**Problem statement**
Please say whether each statement agrees with the speech to the Committee, giving yes or no and quoting the words from the speech that decide it. 1. Angola, Latvia and Malta will present reports for the first time. 2. The informal meeting on working methods was held in Geneva. 3. The Committee will meet with representatives of UN entities in an open meeting.

**Quoted passage**
Madam Chairperson, distinguished experts,


            Let me now turn to the work of the Committee during this session.  Three States parties, Angola, Latvia and Malta, will present reports for the first time.  Equatorial Guinea, Bangladesh, the Dominican Republic and Spain will present periodic reports and Argentina will be presenting a follow-up report to its fifth periodic report. The Committee will continue its work under the Optional Protocol to the Convention, including considering the report of its Working Group on Communications under the Optional Protocol.  The Committee will also take action on the agreements reached at the informal meeting on working methods held in Utrecht, the Netherlands, in early May. You will also consider the recommendations of the 3rd Inter-Committee meeting and the 16th meeting of Chairpersons of treaty bodies, which took place from 21 to 25 June in Geneva.  You will have a general discussion with representatives of non-governmental organizations, and the United Nations system on a general recommendation on article 2 of the Convention.  As is its practice, the Committee will meet in informal meetings with non-governmental organizations to hear information concerning the States that are reporting at this session.  It will meet in a closed meeting later today with representatives of UN entities, for the same purpose.   


Madam Chairperson, distinguished experts,


            As you commence the work of your thirty-first session, let me assure you of the full support of the Division for the Advancement of Women in the discharge of your responsibilities under the Convention and its Optional Protocol. All of us in the Division, and especially the staff of the Women’s Rights Section, will do our utmost to support you in your work.


            May I extend my best wishes to you for a successful session and a pleasant stay in New York.

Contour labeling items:
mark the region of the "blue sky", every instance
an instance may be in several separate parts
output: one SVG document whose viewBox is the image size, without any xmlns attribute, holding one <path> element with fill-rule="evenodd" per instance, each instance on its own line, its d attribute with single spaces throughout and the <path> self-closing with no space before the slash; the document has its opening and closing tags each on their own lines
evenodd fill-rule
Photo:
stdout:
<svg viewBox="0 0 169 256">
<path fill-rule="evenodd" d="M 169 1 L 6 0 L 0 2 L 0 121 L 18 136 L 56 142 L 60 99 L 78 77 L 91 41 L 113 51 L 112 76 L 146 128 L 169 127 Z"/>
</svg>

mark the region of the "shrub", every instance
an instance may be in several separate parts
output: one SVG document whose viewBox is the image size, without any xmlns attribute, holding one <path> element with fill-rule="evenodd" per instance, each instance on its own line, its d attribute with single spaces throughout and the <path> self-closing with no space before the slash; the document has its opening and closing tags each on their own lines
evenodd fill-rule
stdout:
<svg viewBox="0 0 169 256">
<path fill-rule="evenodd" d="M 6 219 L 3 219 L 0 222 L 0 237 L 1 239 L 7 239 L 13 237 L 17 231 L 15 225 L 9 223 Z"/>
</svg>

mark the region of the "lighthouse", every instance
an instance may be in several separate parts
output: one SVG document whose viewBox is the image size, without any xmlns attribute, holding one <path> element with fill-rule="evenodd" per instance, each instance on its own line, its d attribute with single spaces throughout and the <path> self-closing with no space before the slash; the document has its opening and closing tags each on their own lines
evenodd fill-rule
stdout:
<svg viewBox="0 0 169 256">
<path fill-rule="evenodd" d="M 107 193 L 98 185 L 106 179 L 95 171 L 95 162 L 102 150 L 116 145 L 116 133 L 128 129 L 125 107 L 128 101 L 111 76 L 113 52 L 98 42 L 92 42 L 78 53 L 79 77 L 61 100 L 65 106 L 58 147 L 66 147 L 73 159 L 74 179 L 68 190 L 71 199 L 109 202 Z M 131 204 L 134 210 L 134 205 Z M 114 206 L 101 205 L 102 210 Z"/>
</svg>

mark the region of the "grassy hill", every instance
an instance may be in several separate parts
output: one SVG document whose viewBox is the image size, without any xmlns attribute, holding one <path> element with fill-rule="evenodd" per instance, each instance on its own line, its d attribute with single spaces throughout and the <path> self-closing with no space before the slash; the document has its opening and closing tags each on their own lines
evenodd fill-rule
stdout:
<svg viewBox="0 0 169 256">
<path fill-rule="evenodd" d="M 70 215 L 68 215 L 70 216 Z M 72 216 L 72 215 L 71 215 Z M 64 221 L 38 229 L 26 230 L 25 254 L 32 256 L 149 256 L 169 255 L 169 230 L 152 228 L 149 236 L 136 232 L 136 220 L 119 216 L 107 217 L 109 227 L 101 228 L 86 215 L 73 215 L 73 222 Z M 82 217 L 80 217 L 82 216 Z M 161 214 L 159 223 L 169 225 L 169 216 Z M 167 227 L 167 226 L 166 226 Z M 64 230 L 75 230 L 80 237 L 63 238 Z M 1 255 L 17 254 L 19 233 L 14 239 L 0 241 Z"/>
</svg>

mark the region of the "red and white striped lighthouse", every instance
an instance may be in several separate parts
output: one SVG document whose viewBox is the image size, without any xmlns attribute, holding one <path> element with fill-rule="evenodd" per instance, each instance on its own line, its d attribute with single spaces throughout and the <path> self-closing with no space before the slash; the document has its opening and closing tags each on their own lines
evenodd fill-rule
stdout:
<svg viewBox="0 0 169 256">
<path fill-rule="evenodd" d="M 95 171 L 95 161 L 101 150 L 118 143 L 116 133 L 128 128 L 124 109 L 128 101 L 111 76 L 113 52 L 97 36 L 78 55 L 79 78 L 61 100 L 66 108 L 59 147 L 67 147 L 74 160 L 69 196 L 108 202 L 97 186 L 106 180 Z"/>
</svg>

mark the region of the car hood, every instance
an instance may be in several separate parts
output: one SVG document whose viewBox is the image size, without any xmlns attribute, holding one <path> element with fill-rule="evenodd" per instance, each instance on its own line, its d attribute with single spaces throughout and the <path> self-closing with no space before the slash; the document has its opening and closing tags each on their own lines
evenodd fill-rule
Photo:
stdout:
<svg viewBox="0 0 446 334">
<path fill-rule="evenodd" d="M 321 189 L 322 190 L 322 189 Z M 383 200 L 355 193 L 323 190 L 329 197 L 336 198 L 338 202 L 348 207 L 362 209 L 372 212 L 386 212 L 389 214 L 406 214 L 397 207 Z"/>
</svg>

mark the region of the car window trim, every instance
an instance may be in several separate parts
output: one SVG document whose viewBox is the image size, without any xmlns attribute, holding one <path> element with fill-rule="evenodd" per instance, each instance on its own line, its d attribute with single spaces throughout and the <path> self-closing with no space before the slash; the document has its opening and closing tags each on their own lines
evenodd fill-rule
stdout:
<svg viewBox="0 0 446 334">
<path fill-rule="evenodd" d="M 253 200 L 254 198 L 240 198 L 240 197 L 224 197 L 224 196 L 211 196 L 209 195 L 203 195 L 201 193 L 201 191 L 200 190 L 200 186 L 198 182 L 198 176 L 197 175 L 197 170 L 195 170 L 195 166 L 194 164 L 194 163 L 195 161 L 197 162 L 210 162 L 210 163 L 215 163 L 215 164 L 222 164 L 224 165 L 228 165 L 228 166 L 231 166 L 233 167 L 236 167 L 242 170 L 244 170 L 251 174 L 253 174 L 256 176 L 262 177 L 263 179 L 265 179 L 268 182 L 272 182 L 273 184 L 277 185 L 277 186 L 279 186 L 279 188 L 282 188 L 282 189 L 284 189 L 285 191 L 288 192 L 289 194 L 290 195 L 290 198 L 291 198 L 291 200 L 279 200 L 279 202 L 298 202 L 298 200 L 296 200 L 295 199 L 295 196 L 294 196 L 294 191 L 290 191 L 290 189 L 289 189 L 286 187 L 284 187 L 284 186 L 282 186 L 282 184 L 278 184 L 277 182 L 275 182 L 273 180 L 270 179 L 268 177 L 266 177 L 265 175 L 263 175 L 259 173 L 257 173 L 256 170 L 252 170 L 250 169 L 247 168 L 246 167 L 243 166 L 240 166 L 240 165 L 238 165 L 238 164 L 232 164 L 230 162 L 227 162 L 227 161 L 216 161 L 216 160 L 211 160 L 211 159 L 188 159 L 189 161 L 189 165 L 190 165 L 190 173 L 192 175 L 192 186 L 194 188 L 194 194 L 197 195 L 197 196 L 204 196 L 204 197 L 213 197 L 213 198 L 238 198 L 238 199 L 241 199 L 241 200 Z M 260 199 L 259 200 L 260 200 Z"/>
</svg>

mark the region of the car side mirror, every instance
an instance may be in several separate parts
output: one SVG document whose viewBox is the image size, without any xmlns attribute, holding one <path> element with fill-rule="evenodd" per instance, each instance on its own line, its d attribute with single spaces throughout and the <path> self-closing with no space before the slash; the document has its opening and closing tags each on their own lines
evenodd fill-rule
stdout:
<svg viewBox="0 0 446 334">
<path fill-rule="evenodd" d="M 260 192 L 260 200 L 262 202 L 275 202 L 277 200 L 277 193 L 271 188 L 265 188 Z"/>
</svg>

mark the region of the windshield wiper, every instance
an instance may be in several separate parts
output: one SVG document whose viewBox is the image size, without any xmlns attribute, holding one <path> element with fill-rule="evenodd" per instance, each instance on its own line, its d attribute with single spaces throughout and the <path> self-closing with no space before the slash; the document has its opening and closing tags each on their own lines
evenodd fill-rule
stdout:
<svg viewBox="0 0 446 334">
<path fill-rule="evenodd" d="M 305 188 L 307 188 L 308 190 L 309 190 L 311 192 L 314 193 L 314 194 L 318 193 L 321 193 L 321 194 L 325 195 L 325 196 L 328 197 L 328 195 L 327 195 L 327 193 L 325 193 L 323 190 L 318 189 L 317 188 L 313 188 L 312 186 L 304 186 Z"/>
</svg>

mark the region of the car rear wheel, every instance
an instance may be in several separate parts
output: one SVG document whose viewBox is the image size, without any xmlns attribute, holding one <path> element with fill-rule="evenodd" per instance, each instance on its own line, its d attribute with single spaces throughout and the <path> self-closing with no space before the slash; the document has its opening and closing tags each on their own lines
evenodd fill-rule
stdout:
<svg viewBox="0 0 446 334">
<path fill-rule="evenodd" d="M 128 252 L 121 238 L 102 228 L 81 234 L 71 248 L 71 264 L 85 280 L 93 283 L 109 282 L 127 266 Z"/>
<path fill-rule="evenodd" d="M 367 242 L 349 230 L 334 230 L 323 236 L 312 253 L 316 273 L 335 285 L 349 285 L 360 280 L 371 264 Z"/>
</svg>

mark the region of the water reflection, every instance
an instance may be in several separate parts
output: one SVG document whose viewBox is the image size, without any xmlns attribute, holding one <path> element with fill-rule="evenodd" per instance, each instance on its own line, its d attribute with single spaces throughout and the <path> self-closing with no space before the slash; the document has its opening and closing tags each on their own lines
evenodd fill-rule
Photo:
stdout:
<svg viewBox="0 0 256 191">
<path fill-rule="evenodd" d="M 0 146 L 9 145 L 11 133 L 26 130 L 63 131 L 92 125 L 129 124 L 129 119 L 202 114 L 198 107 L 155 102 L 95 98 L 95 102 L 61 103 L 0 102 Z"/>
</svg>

--

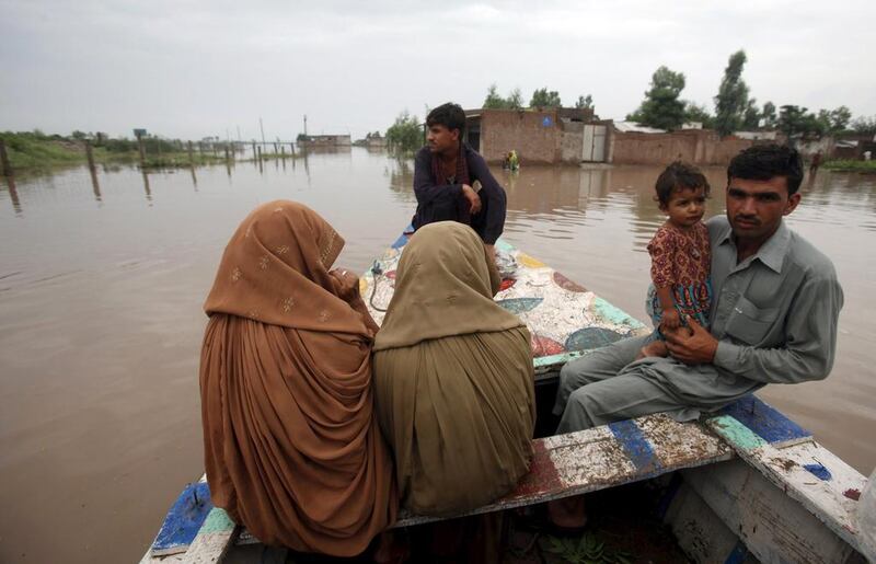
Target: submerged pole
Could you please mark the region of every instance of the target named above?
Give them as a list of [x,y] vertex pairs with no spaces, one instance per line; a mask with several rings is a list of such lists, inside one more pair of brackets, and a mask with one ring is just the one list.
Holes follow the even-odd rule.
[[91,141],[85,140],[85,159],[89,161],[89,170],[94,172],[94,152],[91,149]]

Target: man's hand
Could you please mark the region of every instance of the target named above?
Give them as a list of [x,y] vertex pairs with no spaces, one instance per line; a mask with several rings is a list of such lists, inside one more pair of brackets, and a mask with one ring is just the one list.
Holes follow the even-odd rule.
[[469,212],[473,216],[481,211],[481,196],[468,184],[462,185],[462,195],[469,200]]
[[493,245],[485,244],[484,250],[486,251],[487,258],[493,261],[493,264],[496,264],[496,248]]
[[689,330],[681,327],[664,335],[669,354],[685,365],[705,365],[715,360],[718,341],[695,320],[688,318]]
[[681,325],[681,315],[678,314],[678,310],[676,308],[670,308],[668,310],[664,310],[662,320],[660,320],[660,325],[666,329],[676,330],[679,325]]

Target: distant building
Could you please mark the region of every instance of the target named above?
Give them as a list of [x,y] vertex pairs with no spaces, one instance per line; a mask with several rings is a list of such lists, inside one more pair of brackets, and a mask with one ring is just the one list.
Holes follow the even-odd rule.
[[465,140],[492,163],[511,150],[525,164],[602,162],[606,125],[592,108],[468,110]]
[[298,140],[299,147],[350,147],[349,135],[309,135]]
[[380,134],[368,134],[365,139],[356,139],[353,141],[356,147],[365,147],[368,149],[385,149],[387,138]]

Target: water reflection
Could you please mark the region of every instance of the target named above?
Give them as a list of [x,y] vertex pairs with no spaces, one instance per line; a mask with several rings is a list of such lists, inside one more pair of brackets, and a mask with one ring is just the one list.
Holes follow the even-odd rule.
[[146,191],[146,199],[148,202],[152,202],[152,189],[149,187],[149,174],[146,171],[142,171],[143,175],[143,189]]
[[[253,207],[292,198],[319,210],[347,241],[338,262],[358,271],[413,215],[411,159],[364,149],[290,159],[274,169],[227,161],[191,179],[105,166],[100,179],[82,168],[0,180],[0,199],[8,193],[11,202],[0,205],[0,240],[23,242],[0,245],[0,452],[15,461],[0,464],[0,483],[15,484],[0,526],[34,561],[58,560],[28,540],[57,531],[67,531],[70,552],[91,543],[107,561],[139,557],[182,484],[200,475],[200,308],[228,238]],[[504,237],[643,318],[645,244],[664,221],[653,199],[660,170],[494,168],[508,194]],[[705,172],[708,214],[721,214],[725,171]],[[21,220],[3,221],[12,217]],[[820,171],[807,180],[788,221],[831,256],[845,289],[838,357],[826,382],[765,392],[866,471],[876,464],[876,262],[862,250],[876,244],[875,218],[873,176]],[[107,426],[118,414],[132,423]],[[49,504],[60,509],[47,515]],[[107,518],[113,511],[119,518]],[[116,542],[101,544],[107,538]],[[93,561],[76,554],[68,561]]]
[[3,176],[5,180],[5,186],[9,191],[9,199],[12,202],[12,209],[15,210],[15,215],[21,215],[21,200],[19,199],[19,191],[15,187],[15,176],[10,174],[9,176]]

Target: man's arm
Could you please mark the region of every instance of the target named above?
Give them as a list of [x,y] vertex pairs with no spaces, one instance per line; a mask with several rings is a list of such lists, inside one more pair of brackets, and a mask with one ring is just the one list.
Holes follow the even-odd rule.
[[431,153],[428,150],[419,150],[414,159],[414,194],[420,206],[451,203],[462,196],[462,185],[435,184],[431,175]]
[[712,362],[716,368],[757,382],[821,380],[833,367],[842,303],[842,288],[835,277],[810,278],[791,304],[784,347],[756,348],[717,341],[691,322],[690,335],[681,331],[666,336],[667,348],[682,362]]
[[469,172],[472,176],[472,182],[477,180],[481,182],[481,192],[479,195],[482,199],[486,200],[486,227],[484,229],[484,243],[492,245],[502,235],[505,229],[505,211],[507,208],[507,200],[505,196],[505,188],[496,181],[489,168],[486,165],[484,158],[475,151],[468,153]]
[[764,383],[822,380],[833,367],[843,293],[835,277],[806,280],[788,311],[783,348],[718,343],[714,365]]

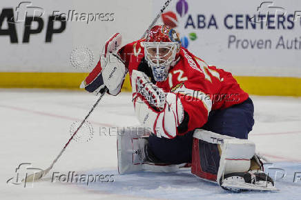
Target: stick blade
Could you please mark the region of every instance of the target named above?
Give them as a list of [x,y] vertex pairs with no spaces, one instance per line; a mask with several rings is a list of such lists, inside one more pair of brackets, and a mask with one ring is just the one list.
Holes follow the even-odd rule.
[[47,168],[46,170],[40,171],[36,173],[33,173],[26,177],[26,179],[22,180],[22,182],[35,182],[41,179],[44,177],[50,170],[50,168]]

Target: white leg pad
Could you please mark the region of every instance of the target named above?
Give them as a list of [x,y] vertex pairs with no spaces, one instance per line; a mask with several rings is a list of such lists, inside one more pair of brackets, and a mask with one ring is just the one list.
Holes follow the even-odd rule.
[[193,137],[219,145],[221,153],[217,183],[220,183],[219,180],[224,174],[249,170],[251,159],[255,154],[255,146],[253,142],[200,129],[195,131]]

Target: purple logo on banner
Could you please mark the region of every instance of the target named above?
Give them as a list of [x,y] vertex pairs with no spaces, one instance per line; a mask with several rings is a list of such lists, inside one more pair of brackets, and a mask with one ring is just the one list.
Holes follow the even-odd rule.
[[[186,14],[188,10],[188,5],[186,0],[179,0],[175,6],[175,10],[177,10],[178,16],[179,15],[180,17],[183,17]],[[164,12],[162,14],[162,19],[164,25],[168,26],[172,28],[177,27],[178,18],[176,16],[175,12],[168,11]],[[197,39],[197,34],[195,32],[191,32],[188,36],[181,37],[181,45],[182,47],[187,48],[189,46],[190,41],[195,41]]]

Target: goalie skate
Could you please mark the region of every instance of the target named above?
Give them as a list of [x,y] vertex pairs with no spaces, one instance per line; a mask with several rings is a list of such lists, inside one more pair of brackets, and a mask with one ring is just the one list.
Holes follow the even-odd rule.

**Completed exercise**
1. Yes: "Three States parties, Angola, Latvia and Malta, will present reports for the first time."
2. No: "the informal meeting on working methods held in Utrecht, the Netherlands, in early May."
3. No: "It will meet in a closed meeting later today with representatives of UN entities, for the same purpose."